— Start Selection —

A pushdown automaton is a subset of a Turing machine.

A sufficiently-capable Turing machine can simulate any other Turing machine, something called Turing universality. A Turing-complete system is equivalent to a universal Turing machine, though when assessing Turing completeness, finiteness is usually ignored. That aside, Turing completeness is having (1) arbitrary array accessing (random access over an array's entire length) and (2) conditional branching (change control to a different location only if some condition is satisfied).

Essentially every computer CPU has been Turing-complete, though some computing hardware, like FPGA's, are not, in general, Turing-complete. Most common programming languages are also Turing-complete, though there are some exceptions like HTML.

It looks as if a resource-limited Turing machine is as far as one can go in physically realizable models of computation.

 

[lpetrich]

Pushdown automata have an interesting property. Every  Context-free grammar can be implemented with a pushdown automaton. A grammar, in this context, is a set of symbols with a set of production rules for them. For a context-free grammar, each production rule replaces a symbol with string of symbols, a string that can contain zero symbols or one symbol. I will use as an example nonnegative integers in decimal notation, using  Backus–Naur form.

<number> ::= 0 | <nonzero-digit> <trailing-digits>
<trailing-digits> ::= <digit> <trailing-digits> | ""
<digit> ::= 0 | <nonzero-digit>
<nonzero-digit> ::= any of 1 to 9

Natural languages are, in general, not context-free, though some aspects of them can be described with context-free grammars.

— End Selection —
— Start Material shown —

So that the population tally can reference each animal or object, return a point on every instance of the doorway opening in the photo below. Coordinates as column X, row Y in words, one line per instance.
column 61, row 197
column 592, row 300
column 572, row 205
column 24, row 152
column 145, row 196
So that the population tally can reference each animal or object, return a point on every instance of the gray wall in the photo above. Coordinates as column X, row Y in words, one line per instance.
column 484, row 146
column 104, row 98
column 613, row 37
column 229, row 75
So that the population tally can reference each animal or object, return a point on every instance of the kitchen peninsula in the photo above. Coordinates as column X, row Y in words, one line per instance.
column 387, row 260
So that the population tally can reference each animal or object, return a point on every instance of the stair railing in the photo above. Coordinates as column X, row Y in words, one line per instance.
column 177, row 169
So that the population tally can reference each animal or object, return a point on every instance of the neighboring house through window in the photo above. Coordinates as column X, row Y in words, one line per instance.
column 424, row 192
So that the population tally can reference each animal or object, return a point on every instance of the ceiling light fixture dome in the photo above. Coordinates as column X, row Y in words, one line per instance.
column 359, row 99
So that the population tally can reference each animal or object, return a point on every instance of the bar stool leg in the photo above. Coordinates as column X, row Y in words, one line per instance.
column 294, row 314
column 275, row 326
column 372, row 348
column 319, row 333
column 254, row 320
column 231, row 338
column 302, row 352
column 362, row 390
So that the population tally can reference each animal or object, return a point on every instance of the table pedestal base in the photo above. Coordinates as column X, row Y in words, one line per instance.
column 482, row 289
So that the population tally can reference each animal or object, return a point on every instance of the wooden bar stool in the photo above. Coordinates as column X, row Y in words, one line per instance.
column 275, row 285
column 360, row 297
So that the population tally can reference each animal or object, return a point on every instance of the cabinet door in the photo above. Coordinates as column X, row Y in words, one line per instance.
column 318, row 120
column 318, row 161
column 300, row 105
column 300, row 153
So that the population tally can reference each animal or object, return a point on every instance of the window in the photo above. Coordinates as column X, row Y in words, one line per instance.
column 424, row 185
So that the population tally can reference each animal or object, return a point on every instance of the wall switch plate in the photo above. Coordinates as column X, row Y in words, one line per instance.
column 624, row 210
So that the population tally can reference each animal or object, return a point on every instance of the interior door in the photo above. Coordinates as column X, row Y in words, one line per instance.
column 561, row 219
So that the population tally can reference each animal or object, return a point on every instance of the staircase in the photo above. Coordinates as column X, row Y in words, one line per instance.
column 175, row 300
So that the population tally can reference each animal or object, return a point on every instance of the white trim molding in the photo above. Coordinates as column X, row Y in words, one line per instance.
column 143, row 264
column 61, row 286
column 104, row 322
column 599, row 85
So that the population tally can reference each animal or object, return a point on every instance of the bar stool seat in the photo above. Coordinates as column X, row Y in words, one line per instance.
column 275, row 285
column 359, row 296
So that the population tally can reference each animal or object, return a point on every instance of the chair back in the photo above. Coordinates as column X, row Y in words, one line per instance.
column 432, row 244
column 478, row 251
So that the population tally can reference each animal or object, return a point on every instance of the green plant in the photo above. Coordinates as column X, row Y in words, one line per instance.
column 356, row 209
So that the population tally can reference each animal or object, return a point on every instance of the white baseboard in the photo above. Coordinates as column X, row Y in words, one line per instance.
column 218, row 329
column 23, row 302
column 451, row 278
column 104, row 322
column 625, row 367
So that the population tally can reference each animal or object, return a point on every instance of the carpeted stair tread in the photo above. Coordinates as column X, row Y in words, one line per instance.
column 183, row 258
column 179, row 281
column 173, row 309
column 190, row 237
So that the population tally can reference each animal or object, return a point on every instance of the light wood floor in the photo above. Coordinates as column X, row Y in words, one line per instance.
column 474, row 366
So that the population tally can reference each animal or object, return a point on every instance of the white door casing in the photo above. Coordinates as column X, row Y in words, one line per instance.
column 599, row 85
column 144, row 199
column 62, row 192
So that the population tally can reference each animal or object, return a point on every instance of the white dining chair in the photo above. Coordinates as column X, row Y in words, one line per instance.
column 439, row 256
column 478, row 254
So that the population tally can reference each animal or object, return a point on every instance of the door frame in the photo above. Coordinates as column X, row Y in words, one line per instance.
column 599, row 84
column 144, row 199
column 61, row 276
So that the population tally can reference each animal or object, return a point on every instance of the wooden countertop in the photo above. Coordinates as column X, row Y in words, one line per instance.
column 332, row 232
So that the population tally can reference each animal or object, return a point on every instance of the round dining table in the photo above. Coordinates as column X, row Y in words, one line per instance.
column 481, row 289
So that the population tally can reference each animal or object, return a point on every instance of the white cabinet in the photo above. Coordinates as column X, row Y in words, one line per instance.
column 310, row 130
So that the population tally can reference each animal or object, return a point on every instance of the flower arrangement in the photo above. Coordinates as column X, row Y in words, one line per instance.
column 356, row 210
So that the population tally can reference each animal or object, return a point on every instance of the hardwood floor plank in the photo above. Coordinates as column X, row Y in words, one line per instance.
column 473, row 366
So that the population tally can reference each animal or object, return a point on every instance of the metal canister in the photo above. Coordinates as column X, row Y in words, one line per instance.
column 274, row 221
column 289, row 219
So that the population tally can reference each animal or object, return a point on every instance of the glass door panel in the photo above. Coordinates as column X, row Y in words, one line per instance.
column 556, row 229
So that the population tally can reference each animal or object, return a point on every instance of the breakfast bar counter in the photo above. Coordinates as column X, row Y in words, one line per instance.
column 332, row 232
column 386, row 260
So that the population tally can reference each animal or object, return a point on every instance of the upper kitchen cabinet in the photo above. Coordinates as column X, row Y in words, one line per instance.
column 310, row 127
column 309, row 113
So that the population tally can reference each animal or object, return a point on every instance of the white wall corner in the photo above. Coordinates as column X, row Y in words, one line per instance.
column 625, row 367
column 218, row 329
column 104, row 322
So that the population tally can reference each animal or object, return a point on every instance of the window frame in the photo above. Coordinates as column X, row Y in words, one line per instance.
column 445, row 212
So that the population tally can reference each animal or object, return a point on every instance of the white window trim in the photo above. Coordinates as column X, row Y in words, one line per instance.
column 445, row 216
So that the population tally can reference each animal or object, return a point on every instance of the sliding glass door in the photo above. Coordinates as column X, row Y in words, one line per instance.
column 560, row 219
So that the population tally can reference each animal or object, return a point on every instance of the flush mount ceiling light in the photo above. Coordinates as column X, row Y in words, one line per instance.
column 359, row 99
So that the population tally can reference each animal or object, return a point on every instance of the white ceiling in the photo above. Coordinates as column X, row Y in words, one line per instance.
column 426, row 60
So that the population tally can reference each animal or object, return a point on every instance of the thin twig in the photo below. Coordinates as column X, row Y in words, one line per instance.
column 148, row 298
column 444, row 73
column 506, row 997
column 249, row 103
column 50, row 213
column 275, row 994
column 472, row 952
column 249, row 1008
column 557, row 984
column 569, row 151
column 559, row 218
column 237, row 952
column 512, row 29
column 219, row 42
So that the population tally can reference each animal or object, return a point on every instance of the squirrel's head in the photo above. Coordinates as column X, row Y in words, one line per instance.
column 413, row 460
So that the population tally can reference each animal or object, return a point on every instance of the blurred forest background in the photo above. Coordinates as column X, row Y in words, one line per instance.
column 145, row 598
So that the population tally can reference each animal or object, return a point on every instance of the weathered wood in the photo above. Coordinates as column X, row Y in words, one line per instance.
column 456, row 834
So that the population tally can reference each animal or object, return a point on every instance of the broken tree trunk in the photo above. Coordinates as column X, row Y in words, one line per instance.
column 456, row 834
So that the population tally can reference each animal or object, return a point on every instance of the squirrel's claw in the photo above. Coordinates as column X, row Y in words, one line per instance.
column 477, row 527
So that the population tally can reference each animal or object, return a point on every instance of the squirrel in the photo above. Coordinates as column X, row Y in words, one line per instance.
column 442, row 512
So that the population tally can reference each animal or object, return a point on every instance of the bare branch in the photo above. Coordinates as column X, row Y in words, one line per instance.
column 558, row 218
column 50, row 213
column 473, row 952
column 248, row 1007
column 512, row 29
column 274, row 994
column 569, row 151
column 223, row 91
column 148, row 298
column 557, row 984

— End Material shown —
— Start Material shown —

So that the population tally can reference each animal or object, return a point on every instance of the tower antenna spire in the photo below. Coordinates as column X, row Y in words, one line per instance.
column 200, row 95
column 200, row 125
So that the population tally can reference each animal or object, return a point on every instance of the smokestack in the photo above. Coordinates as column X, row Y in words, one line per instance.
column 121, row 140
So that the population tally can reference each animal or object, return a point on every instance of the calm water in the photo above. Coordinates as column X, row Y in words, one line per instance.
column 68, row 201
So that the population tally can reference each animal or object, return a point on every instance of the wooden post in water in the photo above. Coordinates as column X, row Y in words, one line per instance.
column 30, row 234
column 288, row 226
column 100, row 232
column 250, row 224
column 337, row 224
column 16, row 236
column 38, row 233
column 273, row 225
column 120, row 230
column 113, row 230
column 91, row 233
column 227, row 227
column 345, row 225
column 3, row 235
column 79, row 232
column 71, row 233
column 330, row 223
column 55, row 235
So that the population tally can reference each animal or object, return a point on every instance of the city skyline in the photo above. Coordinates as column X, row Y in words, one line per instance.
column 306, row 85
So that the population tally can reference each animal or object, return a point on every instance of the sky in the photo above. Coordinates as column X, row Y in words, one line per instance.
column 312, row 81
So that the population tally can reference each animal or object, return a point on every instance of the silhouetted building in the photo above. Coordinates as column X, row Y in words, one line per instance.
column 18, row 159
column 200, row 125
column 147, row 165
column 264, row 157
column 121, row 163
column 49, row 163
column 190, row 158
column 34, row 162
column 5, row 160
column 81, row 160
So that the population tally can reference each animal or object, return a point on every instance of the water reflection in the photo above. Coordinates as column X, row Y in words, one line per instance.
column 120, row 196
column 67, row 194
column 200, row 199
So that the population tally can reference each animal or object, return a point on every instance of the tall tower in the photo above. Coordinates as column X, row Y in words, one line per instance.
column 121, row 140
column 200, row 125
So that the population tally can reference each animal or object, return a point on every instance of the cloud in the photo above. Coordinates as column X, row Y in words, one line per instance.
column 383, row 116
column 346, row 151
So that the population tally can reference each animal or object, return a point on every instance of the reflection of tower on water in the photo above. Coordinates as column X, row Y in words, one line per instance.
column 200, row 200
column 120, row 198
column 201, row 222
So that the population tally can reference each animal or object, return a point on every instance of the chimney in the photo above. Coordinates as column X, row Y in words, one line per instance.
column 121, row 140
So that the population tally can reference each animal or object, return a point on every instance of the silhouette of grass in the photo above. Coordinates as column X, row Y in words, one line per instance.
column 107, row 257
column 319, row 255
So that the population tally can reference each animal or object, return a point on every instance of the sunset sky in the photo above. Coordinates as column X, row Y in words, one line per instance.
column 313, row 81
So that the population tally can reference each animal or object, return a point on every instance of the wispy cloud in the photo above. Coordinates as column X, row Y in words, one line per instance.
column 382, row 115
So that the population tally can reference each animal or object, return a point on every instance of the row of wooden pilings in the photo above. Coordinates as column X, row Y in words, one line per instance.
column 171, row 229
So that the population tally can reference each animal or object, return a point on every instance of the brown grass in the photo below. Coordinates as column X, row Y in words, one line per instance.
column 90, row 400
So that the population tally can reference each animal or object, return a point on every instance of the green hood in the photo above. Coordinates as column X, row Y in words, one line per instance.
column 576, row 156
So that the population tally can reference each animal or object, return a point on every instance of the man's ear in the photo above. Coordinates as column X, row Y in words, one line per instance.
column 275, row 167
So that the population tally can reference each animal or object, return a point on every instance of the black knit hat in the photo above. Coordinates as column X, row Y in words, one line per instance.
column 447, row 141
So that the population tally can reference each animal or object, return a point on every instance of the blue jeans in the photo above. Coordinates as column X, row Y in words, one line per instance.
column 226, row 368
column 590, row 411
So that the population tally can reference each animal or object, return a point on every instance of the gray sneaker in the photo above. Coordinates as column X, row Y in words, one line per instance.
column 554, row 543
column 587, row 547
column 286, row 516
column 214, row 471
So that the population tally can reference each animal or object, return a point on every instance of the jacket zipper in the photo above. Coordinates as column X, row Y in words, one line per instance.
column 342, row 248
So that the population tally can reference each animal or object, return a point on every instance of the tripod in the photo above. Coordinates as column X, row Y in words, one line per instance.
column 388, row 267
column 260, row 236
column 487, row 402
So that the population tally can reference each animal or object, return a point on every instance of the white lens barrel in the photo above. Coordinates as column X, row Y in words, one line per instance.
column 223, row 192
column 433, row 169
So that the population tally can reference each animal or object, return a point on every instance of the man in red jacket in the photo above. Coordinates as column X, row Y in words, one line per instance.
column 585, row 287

— End Material shown —

Exercise set
[A] From the passage on Turing machines and pushdown automata, reproduce word for word the part that begins at the words "A sufficiently-capable Turing" and ends after the words "condition is satisfied).".
[B] According to the passage on Turing machines and pushdown automata, what two capabilities make a system Turing-complete, and what does each mean? Answer in one to three sentences.
[C] Summarize the passage on Turing machines and pushdown automata in three sentences.

Expected outputs
[A]
A sufficiently-capable Turing machine can simulate any other Turing machine, something called Turing universality. A Turing-complete system is equivalent to a universal Turing machine, though when assessing Turing completeness, finiteness is usually ignored. That aside, Turing completeness is having (1) arbitrary array accessing (random access over an array's entire length) and (2) conditional branching (change control to a different location only if some condition is satisfied).

[B] Setting finiteness aside, a system is Turing-complete when it has arbitrary array accessing and conditional branching. Arbitrary array accessing means random access over an array's entire length. Conditional branching means changing control to a different location only if some condition is satisfied.

[C] A pushdown automaton is a subset of a Turing machine, and Turing completeness, with finiteness set aside, means having arbitrary array accessing and conditional branching. Essentially every CPU and most common programming languages are Turing-complete, with exceptions such as FPGAs in general and HTML. Every context-free grammar can be implemented with a pushdown automaton, as illustrated by a Backus–Naur form grammar for nonnegative decimal integers, though natural languages are in general not context-free.